-- Begin Document segment --

Module Utext

module Utext: sig .. end
Unicode text for OCaml.

Utext provides a type for processing Unicode text.

See also Uucp and Pvec and consult a minimal unicode introduction. TODO make a minimal Utext specific minimal intro.

006ebe4 — Unicode version %%UNICODE_VERSION%% — homepage



val unicode_version : string
unicode_version is the Unicode version supported by Utext.
type t = Uchar.t Pvec.t 
The type for Unicode text, a persistent vector of Unicode characters.
val empty : t
empty is Pvec.empty, the empty Unicode text.
val v : len:int -> Uchar.t -> t
v ~len u is Pvec.v ~len u.
val init : len:int -> (int -> Uchar.t) -> t
init ~len f is Pvec.init ~len f.
val of_uchar : Uchar.t -> t
of_uchar u is Pvec.singleton u.
val str : string -> t
str s is Unicode text from the valid UTF-8 encoded bytes s.

-- End Document segment --

[Aim 1]
Answer from the Utext documentation:
(a) What does the type t stand for?
(b) What is of_uchar u equal to?
(c) What kind of input does str need?
[Aim 2] Summarize the Utext documentation in two sentences.
[Aim 3] Carry on the Utext documentation from its last entry, keeping the same format.
The lines after the Utext documentation are unrelated to it.

-- Begin Raw records --

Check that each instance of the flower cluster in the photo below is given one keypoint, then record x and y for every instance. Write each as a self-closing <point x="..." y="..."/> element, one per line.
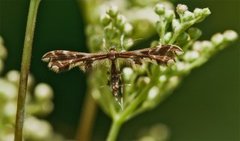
<point x="145" y="86"/>
<point x="38" y="104"/>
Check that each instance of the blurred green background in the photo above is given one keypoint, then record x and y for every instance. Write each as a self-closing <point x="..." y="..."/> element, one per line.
<point x="206" y="107"/>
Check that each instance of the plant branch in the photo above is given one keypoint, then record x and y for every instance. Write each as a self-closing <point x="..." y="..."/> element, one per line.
<point x="25" y="65"/>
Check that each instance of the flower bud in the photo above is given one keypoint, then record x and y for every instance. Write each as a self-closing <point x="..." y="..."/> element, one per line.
<point x="217" y="39"/>
<point x="127" y="43"/>
<point x="187" y="16"/>
<point x="162" y="78"/>
<point x="181" y="9"/>
<point x="160" y="9"/>
<point x="183" y="38"/>
<point x="230" y="35"/>
<point x="169" y="14"/>
<point x="194" y="33"/>
<point x="153" y="92"/>
<point x="121" y="20"/>
<point x="113" y="11"/>
<point x="190" y="56"/>
<point x="167" y="37"/>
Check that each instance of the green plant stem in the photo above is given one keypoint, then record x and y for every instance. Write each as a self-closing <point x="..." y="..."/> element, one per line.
<point x="120" y="118"/>
<point x="25" y="65"/>
<point x="115" y="127"/>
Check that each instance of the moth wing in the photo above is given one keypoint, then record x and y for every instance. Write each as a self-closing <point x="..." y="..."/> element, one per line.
<point x="63" y="60"/>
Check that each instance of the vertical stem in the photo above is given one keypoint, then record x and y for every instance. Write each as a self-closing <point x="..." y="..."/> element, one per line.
<point x="87" y="119"/>
<point x="115" y="127"/>
<point x="26" y="59"/>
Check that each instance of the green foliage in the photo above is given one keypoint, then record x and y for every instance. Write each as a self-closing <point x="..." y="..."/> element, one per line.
<point x="147" y="85"/>
<point x="38" y="104"/>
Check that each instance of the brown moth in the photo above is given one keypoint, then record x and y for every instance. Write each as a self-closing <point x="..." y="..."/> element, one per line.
<point x="63" y="60"/>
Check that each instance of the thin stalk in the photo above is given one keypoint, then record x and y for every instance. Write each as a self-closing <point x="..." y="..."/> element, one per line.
<point x="25" y="65"/>
<point x="115" y="127"/>
<point x="88" y="115"/>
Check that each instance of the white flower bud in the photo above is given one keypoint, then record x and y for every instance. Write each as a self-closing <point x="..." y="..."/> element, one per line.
<point x="128" y="43"/>
<point x="43" y="92"/>
<point x="105" y="19"/>
<point x="217" y="39"/>
<point x="191" y="55"/>
<point x="187" y="16"/>
<point x="121" y="21"/>
<point x="230" y="35"/>
<point x="162" y="78"/>
<point x="180" y="66"/>
<point x="153" y="92"/>
<point x="167" y="37"/>
<point x="197" y="12"/>
<point x="169" y="14"/>
<point x="181" y="8"/>
<point x="113" y="11"/>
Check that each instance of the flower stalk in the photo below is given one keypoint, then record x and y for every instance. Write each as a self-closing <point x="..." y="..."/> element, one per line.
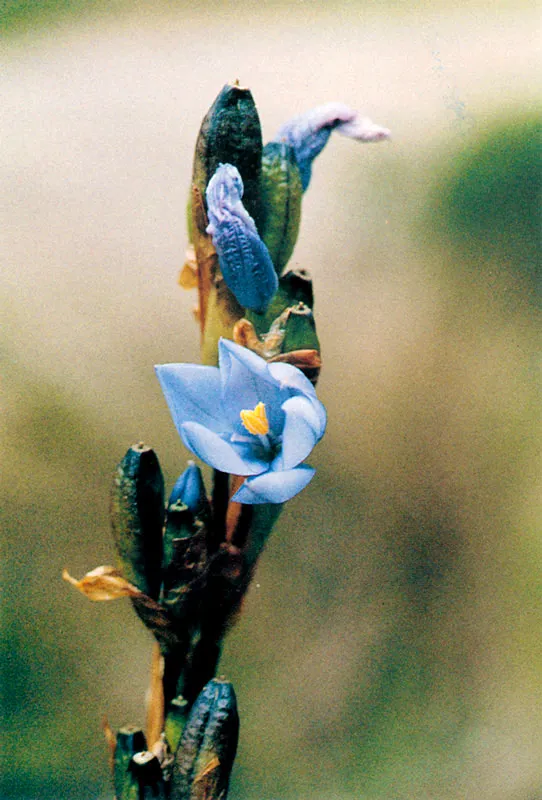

-- End Raw records --

[Task result 1]
(a) Unicode text, a persistent vector of Unicode characters (Uchar.t Pvec.t).
(b) Pvec.singleton u.
(c) Valid UTF-8 encoded bytes.

[Task result 2] Utext is an OCaml module that provides a type for processing Unicode text, defined as a persistent vector of Unicode characters. It offers values and functions such as unicode_version, empty, v, init, of_uchar and str, the last of which builds text from valid UTF-8 encoded bytes.

[Task result 3]
Raises Invalid_argument if text is invalid UTF-8, use Utext.of_utf_8 and Utext.try_of_utf_8 to deal with untrusted input.
val strf : ('a, Format.formatter, unit, t) Pervasives.format4 -> 'a
strf fmt ... is Format.kasprintf (fun s -> str s) fmt ...).

Predicates and comparison

See also Pvec's predicates and comparisons.

val is_empty : t -> bool
is_empty t is true if t is empty, this is equal to Pvec.is_empty.
val equal : t -> t -> bool
equal t0 t1 is true if the elements in each vector are equal. Warning. The test is textually meaningless unless t0 and t1 are known to be in a particular form, see e.g. Utext.canonical_caseless_key or normal forms.

FIXME. Should we provide a fool-proof equality that always compares in `NFD or `NFC ? Problem is that since we are using raw Pvec.t we cannot cache.

val compare : t -> t -> int
compare t0 t1 is the per element lexicographical order between t0 and t1. Warning. The comparison is textually meaningless.

Case mapping and folding

For more information about case see the Unicode case mapping FAQ and the case mapping charts. Note that these algorithms are insensitive to language and context and may produce sub-par results for some users.

val lowercased : t -> t
lowercase t is t lowercased according to Unicode's default case conversion.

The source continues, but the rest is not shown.